[Exercise instructions] Print the range of lines that opens with the line containing "Challenge: find every instance of grilled strip" and closes with the last line of the listing. Include both ends; print nothing more.

[Exercise data]
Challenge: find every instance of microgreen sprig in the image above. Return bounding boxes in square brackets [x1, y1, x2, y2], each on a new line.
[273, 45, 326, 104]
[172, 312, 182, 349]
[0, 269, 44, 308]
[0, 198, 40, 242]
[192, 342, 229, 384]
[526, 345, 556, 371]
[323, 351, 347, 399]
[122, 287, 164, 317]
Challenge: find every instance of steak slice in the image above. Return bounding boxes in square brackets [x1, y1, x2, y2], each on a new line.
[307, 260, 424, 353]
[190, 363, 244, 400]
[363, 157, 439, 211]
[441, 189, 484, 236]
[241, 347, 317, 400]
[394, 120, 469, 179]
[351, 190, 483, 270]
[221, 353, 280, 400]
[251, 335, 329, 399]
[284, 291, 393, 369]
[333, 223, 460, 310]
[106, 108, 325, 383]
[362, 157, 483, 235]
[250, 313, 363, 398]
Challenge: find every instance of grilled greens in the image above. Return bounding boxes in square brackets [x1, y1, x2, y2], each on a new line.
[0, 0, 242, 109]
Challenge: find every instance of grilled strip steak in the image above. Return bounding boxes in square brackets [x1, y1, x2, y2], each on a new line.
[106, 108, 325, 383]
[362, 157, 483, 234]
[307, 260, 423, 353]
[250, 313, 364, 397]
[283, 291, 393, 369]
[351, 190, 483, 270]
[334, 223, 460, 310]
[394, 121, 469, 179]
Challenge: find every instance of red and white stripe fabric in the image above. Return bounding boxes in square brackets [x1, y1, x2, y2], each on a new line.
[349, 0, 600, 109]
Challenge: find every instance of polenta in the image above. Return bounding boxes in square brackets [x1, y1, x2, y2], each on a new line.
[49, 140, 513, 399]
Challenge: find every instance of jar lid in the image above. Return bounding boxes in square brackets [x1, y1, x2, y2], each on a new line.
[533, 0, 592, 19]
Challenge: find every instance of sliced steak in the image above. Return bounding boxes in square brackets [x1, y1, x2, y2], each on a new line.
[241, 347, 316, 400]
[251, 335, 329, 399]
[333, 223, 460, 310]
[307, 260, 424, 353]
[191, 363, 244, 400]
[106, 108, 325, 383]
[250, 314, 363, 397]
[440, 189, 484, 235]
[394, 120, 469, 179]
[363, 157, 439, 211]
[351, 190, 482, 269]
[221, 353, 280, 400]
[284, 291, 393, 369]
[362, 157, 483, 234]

[Exercise result]
Challenge: find every instance of grilled strip steak in the image above. Return bounding boxes in square brackets [x1, y1, x2, y2], each on a new line.
[106, 108, 325, 383]
[362, 157, 483, 234]
[307, 260, 423, 353]
[250, 313, 364, 397]
[283, 291, 393, 369]
[351, 190, 483, 270]
[334, 223, 460, 310]
[394, 121, 469, 179]
Challenge: find every instance of red and white stripe fabric in the image above. Return bounding boxes in square brackets [x1, y1, x2, y2], each on a new line.
[349, 0, 600, 109]
Challenge: find every instance of polenta in the image above. Return bounding boxes in square brackets [x1, y1, x2, y2], each on a new line.
[49, 140, 513, 399]
Challenge: find every instance of jar lid in the image above. Return bounding boxes in square brackets [x1, y1, x2, y2], each on a new line.
[533, 0, 592, 19]
Challenge: find every instance of sliced steak in the image above. Return bounding boxes in square brackets [x1, y1, x2, y2], each on a new line.
[241, 347, 316, 400]
[251, 335, 329, 399]
[333, 223, 460, 310]
[307, 260, 424, 353]
[191, 363, 244, 400]
[106, 108, 325, 383]
[250, 314, 363, 397]
[440, 189, 484, 235]
[394, 120, 469, 179]
[363, 157, 439, 211]
[351, 190, 482, 269]
[221, 353, 280, 400]
[284, 291, 393, 369]
[362, 157, 483, 234]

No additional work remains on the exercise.